## [Exercise tasks]
1. In the forum thread about the TiVo update, what does Peacock's free tier offer?
2. Quote the forum thread about the TiVo update word for word, starting at "Vudu is now" and ending at "On TiVo Stream 4K.".
3. Name every update that the email quoted in the forum thread about the TiVo update announces.

## [Text to read]
start

# Tivo Update coming... Vudu & Peacock Integration + Match Score



## dbpaddler (Sep 25, 2004)

Just saw this email...

TiVo Just Upped Its Content Game.

We have three big updates to tell you about this week! Let’s get right to it.

TiVo Stream 4K has Vudu!

Vudu is now fully integrated into TiVo Stream 4K. Not only do you get an awesome premium service for rental and purchases of movies & TV shows, but also an even larger selection of free content. Read all about it below.


Introducing TiVo Match Score.

TiVo is a matchmaker now… for your content, that is. Introducing TiVo Match Score, our newest addition to TiVo that helps you choose the best streaming services for YOU.


Peacock Has Arrived On TiVo Stream 4K.

Peacock has multiple tiers, each at different price points. The free tier offers a large selection of free shows while the Premium paid tiers unlock the entire Peacock catalog. More on that, here:



Sent from my SM-N981U using Tapatalk


----------



## Alex_7 (Jun 24, 2020)

this is all old news

TS4K Match Score on the way ...


----------



## TRoss68 (Sep 13, 2014)

*Can* *TiVo Stream 4K be used with Tivo Roamio? and if so how would you hook it up?*


----------



## dbpaddler (Sep 25, 2004)

TRoss68 said:


> *Can* *TiVo Stream 4K be used with Tivo Roamio? and if so how would you hook it up?*


No

Sent from my Surface Duo using Tapatalk


----------



## dbpaddler (Sep 25, 2004)

Alex_7 said:


> this is all old news
> 
> TS4K Match Score on the way ...
> 
> View attachment 55726


Wonder why they just got around to the email

Sent from my Surface Duo using Tapatalk


----------

end

## [Provided material]
start

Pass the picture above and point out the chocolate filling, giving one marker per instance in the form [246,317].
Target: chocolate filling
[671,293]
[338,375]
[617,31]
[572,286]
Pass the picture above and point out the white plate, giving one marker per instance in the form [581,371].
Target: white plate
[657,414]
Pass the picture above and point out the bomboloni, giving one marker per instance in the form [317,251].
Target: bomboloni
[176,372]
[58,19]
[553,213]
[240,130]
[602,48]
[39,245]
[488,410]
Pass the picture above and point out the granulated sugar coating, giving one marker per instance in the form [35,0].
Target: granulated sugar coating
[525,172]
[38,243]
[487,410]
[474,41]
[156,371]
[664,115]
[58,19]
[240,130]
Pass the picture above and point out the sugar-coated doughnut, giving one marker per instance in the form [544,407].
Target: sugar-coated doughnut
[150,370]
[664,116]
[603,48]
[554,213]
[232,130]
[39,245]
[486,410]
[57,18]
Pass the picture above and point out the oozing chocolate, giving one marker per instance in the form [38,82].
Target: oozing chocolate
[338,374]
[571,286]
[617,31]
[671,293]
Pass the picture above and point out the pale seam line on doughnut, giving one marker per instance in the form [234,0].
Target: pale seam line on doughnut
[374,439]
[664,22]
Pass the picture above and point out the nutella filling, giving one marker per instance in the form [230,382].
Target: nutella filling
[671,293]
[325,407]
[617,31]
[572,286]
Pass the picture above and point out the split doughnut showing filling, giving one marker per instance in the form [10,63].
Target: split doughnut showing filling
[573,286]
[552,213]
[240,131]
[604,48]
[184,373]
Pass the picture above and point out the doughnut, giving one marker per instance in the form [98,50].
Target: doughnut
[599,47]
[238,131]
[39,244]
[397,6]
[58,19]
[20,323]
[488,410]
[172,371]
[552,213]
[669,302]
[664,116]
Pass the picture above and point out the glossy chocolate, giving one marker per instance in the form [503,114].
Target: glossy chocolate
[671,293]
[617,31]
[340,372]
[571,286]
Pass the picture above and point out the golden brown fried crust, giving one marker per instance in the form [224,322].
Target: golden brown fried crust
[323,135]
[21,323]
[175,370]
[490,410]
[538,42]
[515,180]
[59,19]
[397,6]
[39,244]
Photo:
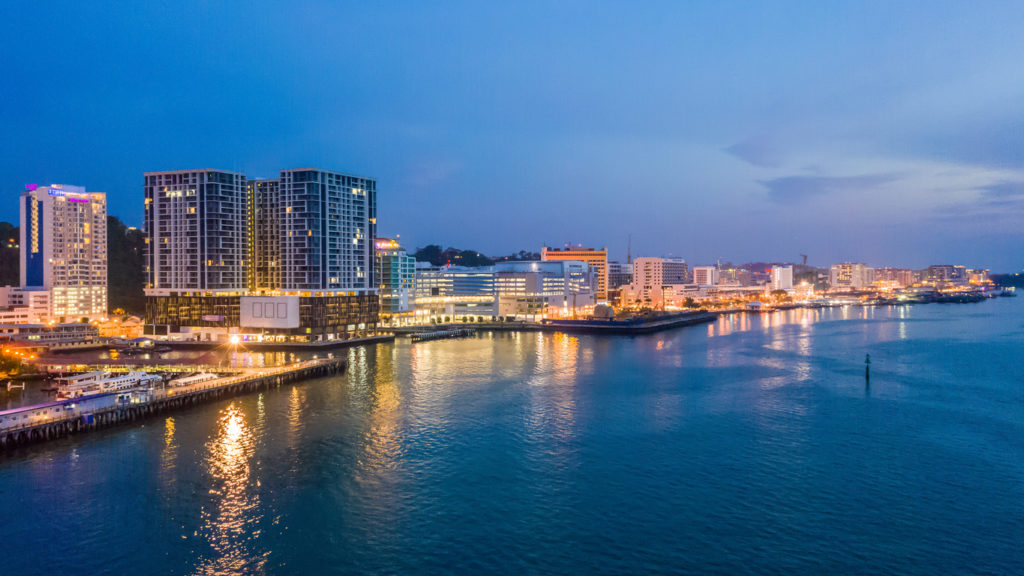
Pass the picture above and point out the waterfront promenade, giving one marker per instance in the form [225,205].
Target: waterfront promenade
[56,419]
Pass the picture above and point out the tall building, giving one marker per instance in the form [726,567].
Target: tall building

end
start

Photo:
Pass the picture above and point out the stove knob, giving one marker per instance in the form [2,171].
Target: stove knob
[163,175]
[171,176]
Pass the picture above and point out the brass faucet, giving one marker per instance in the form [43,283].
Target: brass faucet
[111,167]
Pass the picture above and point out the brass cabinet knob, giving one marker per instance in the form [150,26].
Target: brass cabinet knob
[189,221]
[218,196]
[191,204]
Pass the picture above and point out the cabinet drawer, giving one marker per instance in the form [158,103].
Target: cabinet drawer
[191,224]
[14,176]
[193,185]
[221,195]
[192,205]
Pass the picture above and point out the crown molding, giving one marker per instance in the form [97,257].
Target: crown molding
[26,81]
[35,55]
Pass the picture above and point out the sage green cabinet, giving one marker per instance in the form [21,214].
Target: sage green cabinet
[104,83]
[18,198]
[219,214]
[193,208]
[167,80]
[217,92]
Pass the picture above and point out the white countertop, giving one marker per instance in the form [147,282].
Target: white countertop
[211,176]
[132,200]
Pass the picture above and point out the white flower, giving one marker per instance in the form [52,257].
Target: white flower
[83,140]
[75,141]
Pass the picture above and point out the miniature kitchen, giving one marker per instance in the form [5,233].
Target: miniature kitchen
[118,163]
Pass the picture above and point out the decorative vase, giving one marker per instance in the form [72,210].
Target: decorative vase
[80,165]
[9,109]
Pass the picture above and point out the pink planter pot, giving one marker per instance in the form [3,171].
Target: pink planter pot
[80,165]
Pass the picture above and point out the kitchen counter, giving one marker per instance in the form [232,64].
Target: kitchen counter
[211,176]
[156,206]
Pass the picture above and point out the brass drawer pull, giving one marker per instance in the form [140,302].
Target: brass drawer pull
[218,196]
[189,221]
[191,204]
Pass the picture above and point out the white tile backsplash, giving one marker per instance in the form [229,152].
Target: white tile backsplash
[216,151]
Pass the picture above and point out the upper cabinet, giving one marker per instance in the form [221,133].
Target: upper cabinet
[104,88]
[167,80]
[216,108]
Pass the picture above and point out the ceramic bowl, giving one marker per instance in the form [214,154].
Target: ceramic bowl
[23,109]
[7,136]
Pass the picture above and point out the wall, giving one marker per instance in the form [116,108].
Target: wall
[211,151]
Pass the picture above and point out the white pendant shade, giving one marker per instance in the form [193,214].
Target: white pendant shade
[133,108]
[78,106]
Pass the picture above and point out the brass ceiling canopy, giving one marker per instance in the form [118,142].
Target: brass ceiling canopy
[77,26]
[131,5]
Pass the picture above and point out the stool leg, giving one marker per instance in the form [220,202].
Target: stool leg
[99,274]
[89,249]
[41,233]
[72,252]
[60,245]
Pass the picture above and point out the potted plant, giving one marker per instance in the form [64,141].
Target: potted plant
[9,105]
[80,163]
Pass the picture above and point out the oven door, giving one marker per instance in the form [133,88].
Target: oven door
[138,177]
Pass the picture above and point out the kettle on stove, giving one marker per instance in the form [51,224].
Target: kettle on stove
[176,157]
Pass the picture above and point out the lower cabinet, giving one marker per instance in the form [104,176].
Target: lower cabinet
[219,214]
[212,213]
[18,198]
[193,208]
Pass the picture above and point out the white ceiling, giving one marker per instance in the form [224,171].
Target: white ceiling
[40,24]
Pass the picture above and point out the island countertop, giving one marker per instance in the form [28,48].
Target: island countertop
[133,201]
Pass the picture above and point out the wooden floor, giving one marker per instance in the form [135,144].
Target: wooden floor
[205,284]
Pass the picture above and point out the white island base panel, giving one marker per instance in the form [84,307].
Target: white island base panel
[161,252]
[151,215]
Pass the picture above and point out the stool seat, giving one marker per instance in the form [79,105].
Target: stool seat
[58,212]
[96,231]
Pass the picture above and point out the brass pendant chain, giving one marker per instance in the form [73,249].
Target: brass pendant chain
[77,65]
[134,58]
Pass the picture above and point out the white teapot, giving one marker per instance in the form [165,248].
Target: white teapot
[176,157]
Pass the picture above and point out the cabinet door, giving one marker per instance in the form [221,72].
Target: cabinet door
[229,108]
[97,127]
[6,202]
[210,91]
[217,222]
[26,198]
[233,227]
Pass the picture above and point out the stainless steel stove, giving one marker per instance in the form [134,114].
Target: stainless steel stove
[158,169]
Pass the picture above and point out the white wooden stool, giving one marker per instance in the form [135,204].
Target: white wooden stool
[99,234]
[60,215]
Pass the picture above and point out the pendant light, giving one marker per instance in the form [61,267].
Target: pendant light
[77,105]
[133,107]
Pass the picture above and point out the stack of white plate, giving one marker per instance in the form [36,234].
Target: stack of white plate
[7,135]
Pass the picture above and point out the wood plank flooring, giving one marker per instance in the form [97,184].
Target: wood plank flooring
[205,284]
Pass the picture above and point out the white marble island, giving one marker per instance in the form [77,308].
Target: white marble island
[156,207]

end
start

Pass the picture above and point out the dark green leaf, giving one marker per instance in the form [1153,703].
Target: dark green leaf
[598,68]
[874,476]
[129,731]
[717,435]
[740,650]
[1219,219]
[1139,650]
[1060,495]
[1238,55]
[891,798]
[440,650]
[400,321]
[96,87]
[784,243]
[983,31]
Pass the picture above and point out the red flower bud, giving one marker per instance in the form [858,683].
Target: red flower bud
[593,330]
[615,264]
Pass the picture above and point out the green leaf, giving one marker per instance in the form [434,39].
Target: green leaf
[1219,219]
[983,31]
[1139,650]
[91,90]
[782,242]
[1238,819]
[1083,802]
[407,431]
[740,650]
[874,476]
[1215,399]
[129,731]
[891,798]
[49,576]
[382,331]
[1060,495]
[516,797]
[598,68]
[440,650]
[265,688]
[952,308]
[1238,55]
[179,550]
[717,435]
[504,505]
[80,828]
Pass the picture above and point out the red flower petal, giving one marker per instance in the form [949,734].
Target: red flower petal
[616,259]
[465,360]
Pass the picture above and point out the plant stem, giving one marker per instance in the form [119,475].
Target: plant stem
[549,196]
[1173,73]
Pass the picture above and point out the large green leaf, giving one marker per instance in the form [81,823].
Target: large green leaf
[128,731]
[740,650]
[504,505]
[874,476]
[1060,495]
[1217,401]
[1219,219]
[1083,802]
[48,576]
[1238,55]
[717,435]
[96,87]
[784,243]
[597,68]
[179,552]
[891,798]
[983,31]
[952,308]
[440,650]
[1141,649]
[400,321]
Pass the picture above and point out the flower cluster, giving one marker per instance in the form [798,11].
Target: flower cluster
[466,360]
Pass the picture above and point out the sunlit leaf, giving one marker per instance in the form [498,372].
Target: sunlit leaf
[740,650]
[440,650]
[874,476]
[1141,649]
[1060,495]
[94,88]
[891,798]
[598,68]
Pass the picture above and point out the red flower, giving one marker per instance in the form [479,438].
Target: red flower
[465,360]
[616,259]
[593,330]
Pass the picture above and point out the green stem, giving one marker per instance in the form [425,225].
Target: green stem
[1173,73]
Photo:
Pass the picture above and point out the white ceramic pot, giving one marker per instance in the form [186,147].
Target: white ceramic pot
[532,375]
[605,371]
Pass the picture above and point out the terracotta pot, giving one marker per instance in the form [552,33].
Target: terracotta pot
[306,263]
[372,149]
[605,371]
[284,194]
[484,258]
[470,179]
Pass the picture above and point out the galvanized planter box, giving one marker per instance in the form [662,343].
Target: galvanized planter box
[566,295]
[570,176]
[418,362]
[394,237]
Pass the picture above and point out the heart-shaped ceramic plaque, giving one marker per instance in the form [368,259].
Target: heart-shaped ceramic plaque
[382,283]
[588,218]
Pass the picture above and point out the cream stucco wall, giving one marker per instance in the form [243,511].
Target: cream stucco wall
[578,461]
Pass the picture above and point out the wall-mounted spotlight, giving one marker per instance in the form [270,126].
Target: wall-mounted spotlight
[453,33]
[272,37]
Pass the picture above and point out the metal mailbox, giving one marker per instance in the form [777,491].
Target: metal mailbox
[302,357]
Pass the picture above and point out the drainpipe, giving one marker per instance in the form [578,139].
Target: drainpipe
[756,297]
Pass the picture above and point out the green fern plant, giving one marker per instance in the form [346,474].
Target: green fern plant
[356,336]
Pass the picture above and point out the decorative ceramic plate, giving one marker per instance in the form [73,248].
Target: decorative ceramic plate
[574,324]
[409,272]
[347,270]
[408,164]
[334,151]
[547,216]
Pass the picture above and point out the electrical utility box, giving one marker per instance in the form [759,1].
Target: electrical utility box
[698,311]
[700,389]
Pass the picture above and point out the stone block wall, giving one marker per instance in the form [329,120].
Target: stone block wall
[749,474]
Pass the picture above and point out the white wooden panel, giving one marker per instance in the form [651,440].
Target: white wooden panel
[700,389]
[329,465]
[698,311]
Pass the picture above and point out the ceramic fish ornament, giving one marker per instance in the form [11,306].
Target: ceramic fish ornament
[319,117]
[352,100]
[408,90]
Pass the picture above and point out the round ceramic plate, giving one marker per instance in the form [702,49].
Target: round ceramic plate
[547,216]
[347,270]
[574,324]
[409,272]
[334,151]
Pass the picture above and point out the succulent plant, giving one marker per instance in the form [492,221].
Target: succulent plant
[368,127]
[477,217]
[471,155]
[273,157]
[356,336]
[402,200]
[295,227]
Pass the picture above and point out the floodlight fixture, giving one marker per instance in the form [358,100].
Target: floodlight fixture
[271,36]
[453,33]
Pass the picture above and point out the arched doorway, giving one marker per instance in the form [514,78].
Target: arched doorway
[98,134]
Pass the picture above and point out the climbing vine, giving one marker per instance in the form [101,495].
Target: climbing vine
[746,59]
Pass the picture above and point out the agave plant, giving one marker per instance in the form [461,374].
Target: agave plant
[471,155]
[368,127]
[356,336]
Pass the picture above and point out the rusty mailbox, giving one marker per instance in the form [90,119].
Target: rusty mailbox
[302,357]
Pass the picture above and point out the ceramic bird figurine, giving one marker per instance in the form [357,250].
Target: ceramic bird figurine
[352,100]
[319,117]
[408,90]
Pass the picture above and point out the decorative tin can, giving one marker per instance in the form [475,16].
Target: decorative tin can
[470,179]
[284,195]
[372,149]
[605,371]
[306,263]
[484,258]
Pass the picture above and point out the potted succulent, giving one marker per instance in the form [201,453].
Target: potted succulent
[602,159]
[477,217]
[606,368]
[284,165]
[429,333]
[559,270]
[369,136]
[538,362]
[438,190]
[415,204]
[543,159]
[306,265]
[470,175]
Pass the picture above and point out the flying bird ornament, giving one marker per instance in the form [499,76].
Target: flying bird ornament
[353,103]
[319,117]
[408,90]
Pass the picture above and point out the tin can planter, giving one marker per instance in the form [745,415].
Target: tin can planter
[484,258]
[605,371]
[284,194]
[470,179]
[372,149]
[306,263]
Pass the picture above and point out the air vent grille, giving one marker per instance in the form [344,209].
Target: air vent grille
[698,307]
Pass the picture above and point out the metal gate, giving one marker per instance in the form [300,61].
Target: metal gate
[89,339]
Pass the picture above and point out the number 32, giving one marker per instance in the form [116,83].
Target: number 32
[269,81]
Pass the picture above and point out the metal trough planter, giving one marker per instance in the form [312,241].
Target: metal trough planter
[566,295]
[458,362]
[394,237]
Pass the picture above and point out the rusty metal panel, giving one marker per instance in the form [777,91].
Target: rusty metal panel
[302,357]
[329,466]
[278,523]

end

## [Per-task answers]
1. A large selection of free shows.

2.
Vudu is now fully integrated into TiVo Stream 4K. Not only do you get an awesome premium service for rental and purchases of movies & TV shows, but also an even larger selection of free content. Read all about it below.


Introducing TiVo Match Score.

TiVo is a matchmaker now… for your content, that is. Introducing TiVo Match Score, our newest addition to TiVo that helps you choose the best streaming services for YOU.


Peacock Has Arrived On TiVo Stream 4K.

3.
- Vudu is now fully integrated into TiVo Stream 4K.
- TiVo Match Score is introduced.
- Peacock has arrived on TiVo Stream 4K.